(Referring expression pointing data)
--

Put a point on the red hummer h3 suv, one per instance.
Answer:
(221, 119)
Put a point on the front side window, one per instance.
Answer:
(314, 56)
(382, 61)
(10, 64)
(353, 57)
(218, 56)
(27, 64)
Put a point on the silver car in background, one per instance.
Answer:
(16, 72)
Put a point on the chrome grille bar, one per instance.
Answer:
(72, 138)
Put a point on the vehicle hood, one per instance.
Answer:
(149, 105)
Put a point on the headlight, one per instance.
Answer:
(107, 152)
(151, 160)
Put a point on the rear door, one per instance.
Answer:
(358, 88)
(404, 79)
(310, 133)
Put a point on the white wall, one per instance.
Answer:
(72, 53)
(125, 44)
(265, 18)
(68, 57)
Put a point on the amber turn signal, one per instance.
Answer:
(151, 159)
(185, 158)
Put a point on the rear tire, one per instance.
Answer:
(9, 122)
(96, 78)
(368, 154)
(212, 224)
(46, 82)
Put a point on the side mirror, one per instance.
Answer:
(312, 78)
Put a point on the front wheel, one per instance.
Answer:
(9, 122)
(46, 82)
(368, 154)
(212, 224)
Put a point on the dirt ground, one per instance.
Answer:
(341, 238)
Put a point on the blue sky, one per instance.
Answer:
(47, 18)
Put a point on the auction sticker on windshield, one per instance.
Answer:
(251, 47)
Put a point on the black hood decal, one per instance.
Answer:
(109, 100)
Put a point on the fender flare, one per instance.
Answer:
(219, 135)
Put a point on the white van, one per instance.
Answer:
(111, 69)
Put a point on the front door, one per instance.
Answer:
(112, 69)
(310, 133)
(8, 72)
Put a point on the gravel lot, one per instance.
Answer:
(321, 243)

--

Copy each line of the records that contains the word "door".

▸ **Task result**
Put a point on the rear door, one per instance.
Put a point on the front door, one per instance.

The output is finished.